### Supplied entries:
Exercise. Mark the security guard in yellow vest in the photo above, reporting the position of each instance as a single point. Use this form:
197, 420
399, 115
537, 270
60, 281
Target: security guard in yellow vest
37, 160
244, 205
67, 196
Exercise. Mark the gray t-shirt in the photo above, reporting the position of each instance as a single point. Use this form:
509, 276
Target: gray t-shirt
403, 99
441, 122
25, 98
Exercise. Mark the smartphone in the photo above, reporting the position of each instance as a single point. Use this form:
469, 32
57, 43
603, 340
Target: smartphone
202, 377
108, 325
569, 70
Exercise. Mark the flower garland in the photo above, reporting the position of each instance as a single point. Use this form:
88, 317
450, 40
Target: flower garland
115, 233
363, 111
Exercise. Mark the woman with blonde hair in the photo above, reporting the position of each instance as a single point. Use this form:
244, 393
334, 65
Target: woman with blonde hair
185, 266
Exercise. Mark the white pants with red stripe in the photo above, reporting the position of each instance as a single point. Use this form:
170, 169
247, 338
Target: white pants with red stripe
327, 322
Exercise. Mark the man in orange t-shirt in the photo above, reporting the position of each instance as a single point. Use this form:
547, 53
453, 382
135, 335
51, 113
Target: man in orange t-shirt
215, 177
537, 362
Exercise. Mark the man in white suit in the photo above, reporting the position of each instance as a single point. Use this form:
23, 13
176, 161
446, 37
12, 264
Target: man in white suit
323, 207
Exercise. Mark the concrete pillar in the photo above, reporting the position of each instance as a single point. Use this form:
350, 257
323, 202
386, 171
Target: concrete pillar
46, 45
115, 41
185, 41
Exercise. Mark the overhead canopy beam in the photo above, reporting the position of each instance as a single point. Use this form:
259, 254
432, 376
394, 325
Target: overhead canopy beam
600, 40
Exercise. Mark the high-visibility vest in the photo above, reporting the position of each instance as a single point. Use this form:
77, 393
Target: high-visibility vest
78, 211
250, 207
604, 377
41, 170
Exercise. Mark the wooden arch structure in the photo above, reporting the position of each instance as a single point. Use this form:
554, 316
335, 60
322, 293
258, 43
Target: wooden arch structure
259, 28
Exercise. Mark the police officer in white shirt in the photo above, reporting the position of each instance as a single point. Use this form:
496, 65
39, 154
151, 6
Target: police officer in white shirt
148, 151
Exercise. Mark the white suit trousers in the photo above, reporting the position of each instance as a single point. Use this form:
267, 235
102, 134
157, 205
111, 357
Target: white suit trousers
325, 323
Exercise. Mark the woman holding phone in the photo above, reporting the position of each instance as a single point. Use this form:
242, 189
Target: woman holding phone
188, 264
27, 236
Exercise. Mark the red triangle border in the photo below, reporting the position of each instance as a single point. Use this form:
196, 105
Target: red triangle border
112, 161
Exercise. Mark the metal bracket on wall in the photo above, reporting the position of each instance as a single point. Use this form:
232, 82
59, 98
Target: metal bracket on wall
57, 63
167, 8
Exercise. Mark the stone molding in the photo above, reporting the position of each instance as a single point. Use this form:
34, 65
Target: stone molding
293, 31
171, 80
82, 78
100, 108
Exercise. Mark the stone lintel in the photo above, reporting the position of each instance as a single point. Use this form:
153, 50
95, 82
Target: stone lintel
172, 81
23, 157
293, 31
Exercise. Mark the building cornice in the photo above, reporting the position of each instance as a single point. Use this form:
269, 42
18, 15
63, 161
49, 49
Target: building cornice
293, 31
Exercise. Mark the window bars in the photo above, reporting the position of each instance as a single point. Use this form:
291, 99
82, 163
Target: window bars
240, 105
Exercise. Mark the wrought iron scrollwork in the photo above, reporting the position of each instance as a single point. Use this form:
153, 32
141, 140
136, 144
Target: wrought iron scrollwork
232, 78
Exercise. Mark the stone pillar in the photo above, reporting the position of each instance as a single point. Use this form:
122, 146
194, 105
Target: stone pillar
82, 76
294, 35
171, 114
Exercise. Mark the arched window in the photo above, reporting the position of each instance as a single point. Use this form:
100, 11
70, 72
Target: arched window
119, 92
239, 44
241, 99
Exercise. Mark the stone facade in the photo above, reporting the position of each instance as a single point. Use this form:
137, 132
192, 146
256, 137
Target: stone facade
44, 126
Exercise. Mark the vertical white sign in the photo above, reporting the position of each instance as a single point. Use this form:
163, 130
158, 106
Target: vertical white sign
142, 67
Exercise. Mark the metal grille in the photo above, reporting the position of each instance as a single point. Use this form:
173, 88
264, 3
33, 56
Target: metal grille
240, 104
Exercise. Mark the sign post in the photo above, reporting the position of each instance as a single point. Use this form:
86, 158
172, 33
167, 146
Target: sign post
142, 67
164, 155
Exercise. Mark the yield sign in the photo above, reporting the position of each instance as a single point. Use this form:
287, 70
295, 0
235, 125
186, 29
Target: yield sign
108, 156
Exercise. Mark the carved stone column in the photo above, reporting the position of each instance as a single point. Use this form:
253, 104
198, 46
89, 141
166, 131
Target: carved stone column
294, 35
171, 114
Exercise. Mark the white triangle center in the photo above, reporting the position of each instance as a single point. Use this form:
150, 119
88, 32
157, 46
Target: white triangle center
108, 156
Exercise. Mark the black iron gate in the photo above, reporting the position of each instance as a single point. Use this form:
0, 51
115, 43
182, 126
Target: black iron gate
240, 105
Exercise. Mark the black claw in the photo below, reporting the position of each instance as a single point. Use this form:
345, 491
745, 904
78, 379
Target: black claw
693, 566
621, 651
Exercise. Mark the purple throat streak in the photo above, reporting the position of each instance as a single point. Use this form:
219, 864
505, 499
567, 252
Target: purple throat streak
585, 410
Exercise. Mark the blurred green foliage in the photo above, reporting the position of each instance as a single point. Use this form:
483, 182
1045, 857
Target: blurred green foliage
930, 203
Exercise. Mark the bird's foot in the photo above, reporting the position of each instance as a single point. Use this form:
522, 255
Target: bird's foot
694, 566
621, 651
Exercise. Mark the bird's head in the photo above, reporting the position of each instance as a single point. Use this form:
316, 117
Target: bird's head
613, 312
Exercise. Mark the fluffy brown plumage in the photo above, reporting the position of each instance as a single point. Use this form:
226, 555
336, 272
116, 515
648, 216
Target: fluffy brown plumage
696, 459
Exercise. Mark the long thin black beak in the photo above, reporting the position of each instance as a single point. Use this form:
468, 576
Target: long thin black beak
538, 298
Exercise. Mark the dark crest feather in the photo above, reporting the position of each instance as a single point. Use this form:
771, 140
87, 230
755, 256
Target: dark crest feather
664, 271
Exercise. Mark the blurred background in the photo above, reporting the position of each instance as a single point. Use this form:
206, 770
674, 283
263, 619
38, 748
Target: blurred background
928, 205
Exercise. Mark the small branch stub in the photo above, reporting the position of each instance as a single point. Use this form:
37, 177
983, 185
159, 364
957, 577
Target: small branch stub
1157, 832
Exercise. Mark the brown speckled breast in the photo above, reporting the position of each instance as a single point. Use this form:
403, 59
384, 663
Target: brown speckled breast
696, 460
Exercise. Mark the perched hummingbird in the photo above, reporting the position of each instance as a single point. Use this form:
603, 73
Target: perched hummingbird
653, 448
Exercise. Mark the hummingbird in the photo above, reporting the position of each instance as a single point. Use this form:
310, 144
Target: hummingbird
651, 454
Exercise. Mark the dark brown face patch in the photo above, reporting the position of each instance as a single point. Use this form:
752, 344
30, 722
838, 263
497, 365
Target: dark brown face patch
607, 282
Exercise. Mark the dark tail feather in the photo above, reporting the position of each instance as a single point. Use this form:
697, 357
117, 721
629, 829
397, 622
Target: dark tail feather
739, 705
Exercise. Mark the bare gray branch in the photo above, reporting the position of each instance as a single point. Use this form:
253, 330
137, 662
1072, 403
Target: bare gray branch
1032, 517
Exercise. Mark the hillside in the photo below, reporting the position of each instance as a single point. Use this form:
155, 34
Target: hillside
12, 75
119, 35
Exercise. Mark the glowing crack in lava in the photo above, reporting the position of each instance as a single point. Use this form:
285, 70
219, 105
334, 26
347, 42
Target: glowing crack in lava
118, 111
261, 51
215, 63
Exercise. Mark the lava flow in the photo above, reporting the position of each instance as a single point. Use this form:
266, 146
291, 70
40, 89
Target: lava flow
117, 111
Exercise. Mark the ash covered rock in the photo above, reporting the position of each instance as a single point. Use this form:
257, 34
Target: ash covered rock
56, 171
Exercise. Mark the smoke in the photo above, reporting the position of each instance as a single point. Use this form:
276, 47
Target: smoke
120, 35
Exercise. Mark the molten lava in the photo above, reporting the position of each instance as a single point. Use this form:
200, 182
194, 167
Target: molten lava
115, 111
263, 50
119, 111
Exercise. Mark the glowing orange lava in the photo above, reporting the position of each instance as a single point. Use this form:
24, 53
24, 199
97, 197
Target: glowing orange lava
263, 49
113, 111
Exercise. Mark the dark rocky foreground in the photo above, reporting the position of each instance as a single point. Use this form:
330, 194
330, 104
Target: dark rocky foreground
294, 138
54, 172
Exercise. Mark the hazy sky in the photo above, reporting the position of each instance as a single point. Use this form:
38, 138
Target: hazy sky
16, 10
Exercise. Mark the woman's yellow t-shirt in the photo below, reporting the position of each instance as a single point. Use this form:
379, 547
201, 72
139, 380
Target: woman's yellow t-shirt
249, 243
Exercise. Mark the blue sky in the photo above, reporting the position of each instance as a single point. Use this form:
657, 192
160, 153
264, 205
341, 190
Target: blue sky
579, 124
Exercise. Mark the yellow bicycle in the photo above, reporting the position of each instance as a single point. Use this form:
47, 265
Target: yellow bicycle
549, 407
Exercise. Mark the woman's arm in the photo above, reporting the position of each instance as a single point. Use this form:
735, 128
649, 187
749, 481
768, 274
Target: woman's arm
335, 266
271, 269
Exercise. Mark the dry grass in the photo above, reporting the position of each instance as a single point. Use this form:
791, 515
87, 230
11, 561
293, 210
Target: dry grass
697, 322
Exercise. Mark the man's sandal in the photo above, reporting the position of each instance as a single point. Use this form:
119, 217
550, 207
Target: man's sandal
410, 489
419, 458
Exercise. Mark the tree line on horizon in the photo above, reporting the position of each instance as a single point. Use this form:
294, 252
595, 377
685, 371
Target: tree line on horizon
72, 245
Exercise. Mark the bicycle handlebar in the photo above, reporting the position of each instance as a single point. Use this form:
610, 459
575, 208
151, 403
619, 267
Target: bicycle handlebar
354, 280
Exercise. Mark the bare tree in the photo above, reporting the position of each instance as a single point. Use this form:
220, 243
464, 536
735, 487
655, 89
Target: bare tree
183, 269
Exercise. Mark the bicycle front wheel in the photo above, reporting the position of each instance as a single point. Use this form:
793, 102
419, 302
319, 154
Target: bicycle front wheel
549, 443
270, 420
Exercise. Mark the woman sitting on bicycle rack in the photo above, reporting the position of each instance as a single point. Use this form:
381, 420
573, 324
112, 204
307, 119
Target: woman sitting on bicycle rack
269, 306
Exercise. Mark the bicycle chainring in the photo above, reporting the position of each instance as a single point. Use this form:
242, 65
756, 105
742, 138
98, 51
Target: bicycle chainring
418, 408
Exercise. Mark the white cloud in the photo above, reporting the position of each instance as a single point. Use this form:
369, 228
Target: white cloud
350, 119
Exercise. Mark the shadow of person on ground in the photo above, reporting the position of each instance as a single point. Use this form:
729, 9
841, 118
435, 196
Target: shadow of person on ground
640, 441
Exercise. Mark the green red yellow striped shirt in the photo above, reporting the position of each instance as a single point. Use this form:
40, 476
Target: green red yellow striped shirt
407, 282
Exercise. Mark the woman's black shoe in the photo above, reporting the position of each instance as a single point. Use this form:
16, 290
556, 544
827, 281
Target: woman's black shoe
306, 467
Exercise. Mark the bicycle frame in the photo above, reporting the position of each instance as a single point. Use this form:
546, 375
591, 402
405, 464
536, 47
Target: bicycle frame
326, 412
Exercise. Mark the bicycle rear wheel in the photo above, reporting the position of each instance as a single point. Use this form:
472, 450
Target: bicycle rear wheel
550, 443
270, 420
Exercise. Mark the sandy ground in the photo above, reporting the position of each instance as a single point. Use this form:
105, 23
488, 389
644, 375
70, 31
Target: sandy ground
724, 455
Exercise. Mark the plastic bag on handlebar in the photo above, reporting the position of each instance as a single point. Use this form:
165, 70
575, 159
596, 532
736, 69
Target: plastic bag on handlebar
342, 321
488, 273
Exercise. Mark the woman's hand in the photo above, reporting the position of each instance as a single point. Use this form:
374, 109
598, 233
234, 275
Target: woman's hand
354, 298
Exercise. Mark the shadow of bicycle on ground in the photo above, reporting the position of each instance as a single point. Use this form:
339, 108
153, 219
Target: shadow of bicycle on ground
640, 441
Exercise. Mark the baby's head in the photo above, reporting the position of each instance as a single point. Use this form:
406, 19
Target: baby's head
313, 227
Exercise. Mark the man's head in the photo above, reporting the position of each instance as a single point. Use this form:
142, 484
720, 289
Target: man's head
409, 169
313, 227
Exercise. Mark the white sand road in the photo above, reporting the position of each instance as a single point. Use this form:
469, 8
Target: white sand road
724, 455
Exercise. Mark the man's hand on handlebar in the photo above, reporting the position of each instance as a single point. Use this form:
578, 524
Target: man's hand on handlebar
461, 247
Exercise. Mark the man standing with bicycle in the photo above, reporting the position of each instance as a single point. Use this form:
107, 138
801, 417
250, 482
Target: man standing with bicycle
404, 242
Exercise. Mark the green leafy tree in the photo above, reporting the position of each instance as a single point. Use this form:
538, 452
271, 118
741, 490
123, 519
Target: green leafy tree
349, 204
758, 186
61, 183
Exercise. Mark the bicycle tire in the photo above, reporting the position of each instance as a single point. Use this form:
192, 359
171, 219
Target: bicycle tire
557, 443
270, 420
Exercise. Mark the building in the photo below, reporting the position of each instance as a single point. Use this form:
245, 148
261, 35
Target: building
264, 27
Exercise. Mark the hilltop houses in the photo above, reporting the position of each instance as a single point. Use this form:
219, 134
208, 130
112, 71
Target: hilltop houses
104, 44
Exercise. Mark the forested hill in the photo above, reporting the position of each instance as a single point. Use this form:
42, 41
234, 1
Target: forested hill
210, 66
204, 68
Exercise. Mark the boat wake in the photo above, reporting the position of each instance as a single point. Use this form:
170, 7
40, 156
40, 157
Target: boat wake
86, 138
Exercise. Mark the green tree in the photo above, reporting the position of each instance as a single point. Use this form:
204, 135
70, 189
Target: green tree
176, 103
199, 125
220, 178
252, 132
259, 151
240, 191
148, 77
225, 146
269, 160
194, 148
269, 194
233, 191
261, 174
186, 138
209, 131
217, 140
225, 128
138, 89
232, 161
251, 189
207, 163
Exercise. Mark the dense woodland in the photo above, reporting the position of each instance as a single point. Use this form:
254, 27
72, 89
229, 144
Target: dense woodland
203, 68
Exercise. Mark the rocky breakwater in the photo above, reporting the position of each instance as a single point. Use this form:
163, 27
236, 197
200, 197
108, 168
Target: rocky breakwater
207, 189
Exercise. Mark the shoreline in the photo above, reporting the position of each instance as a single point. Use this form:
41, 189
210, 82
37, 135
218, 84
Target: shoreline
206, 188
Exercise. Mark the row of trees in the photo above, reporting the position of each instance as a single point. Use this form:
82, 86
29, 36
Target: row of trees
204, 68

### Required action:
Go through the entries above and copy every line containing "below".

### Written answer:
Exercise. Mark the red triangle border in the photo below, reporting the position of each instance as a single point. Use this form:
Exercise. Mark the black claw in the photo below, reporting the position of each instance as a single point. Use this form:
Exercise. Mark the hillside in the photo below, reporting the position of each instance as a single point. Use this form:
Exercise. Mark the woman's yellow t-shirt in the photo below, reporting the position of each instance as a single point. Use this form:
Exercise. Mark the building in the photo below, reporting the position of each instance as a single point. Use this form:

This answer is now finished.